Passage shown:
------------

In Stronghold 2, the object of the game is to build up a castle and, in some modes, to build an army and overwhelm your enemies' castles. The focus in the game on both of those things, really, and not one over the other. You have to pay attention to your settlement's economy. Is there enough food in the granary? Enough variety? How do the peasants feel about you? Are they happy or sad? Should you lower your taxes, or just build an inn and a brewery to make the peasants not care?
These considerations are not unimportant, because if you manage your castle badly enough, peasants will start to leave. This means no one will be working your orchards, and there will be no one to recruit into your military. In other words, your development halts completely.
Once you've built a semi-stable economy, you can concentrate on your military. You'll want to build walls early for protection. These can be anything from simple wooden palisades to triple-thick stone behemoths. Once you have the walls of your castle built, you can fortify them with several different tower designs. Don't forget to send archers up the towers. They can achieve incredible range if placed correctly, and will devastate enemy troops who aren't wearing metal armor. For metal-clad foes, stick a ballista or two on your towers as well, then watch the fun when someone comes too close as a three-foot spike is launched at them your tower-mounted Barry Bonds-like crossbows.
In this game, the best offense really is a good defense. Make your castle an impregnable fortress, and you can take your time preparing sorties against the enemy.
There is a wide range of unit selection, and each has a situation in which they excel. Thieves infiltrate the enemy castle and steal gold for you from their treasury. Assassins (incredibly useful) use grappling hooks to scale castle walls and open gates for your troops. Swordsmen and Knights are tough to bring down thanks to their armor, and make excellent front-line troops. And if you manage to run a unit of Crossbowmen up an enemy tower, they will dominate the entire courtyard below with their bolts.
Fighting a large-scale siege is a singularly thrilling experience. Watching several hundred individual units charge a wall, set up ladders, and climb up to do battle with defenders all under a withering hail of arrow-fire and ballista bolts is incredibly fun. You feel sort of like a warlord from ages past when you give your swordsmen the order to charge and hear them roar a battle cry as they run.
Set up a few trebuchets for some real action. Imagine those swordsmen charging while boulders fly over their heads, smashing into walls, spraying chunks of stone in every direction and sending wailing archers head-over-heels through the air.

------------

[Entries drawn from a collection]
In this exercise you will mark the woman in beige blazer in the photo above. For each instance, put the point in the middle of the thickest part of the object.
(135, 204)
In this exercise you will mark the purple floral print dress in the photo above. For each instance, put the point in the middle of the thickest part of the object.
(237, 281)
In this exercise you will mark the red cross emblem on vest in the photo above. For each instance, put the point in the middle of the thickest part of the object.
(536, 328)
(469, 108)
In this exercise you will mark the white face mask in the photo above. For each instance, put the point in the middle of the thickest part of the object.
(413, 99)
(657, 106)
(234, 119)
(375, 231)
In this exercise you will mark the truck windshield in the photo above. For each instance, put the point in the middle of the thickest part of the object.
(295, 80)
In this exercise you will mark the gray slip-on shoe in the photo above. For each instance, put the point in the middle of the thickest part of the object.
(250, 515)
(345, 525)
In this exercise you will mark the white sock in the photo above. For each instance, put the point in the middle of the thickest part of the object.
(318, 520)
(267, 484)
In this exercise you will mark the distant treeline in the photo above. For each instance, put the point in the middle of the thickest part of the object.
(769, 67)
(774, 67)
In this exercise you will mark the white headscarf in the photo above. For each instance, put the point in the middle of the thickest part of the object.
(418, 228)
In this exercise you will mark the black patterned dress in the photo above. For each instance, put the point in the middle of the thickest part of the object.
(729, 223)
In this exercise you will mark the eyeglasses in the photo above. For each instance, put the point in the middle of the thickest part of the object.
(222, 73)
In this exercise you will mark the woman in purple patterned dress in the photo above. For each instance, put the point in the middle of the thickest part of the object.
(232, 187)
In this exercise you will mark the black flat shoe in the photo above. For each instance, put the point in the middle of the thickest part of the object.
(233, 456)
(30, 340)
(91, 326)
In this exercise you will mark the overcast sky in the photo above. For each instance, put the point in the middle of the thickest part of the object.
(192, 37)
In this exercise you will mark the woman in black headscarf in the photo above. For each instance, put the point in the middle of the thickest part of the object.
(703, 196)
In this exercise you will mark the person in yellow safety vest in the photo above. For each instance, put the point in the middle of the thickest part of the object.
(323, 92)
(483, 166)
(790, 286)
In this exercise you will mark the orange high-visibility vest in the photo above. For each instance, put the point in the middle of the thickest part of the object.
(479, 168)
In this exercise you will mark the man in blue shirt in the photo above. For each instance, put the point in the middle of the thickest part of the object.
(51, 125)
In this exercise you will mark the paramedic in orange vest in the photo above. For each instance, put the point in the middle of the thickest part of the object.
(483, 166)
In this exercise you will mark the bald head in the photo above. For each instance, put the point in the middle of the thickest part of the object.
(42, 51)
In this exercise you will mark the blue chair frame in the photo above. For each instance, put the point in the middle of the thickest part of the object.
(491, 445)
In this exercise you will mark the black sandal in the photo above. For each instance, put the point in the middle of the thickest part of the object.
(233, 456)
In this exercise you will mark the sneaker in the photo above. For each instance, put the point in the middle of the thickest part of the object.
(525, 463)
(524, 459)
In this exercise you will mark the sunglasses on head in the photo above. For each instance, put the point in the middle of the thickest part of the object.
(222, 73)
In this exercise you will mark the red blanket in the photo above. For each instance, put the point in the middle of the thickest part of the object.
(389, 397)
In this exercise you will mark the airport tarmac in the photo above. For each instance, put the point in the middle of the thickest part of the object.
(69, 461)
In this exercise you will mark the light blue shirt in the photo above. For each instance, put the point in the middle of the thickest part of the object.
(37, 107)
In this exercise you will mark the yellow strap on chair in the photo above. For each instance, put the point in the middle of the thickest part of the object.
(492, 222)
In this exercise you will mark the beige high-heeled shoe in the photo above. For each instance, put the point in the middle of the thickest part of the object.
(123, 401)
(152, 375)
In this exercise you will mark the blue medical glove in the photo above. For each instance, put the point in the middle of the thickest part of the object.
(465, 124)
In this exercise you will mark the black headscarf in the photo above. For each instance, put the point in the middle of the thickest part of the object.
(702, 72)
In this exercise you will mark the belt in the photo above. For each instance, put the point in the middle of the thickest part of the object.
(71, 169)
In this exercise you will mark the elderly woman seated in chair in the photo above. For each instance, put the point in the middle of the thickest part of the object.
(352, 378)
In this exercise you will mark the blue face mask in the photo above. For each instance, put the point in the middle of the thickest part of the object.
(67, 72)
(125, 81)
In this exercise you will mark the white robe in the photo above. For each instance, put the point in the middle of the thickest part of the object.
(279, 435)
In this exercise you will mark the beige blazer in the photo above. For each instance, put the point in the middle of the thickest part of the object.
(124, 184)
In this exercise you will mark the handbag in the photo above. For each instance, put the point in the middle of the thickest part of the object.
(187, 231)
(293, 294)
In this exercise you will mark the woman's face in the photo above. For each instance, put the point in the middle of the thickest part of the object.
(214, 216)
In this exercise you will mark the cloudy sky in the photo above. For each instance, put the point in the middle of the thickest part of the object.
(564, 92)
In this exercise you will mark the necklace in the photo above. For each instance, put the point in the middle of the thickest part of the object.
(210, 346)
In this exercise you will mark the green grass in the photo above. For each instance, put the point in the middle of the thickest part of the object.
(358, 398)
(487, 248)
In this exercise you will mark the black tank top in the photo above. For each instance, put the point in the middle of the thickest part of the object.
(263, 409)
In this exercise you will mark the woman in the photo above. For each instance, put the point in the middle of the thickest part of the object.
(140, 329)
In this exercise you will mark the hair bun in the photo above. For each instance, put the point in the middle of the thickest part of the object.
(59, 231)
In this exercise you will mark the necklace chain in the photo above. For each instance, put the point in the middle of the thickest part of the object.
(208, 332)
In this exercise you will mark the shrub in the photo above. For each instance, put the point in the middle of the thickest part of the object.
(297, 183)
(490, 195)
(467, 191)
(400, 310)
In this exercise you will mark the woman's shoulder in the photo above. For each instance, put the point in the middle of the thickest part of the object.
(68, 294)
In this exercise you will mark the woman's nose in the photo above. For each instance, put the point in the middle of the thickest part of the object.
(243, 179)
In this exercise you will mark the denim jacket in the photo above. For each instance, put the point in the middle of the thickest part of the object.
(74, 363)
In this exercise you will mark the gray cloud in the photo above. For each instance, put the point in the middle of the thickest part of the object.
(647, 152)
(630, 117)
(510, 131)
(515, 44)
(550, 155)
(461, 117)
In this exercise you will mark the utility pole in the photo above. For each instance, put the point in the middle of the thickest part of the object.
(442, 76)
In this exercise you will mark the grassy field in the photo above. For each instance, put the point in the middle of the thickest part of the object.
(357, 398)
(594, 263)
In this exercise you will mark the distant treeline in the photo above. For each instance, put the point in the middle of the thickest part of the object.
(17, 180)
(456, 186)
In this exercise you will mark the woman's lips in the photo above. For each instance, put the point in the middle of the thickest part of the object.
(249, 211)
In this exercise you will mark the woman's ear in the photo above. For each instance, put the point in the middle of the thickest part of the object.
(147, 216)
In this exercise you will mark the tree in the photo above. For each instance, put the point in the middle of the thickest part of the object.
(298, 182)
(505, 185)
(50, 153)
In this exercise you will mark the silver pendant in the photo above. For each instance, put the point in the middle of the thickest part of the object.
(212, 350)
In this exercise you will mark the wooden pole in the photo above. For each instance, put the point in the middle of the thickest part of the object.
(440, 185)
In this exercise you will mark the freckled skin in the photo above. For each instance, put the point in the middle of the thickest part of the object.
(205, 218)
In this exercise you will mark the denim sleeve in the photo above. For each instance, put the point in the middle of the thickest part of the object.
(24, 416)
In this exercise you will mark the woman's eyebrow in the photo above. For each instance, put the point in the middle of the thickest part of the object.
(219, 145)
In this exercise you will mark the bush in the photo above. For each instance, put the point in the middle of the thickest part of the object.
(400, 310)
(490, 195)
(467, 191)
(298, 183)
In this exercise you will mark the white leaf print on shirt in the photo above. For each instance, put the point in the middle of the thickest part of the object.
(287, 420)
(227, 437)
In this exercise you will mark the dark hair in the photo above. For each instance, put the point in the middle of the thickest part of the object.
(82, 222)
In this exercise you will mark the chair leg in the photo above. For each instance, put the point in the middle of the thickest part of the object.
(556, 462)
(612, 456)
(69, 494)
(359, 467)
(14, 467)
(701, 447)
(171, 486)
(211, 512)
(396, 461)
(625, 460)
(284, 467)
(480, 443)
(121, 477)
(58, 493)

------------

Given problem 1: Decide whether each statement agrees with the Stronghold 2 passage, answering yes or no and quoting the words that settle it: (a) Assassins use grappling hooks to climb castle walls. (b) Managing a castle poorly has no effect on whether peasants stay. (c) Archers are most devastating against troops in metal armor.
Given problem 2: Render the entries starting at the line that contains "In this exercise you will mark the white leaf" and ending at the last entry as a two-column CSV with the columns instruction and points. Give one row per entry, put its text in instruction and its answer in points, quote each field, and turn line breaks into spaces.
The Stronghold 2 passage and the entries are independent of each other.

Task result 1:
(a) Yes: "Assassins (incredibly useful) use grappling hooks to scale castle walls and open gates for your troops."
(b) No: "if you manage your castle badly enough, peasants will start to leave."
(c) No: "will devastate enemy troops who aren't wearing metal armor."

Task result 2:
instruction,points
"In this exercise you will mark the white leaf print on shirt in the photo above. For each instance, put the point in the middle of the thickest part of the object.","(287, 420) (227, 437)"
"In this exercise you will mark the dark hair in the photo above. For each instance, put the point in the middle of the thickest part of the object.","(82, 222)"
"In this exercise you will mark the chair leg in the photo above. For each instance, put the point in the middle of the thickest part of the object.","(556, 462) (612, 456) (69, 494) (359, 467) (14, 467) (701, 447) (171, 486) (211, 512) (396, 461) (625, 460) (284, 467) (480, 443) (121, 477) (58, 493)"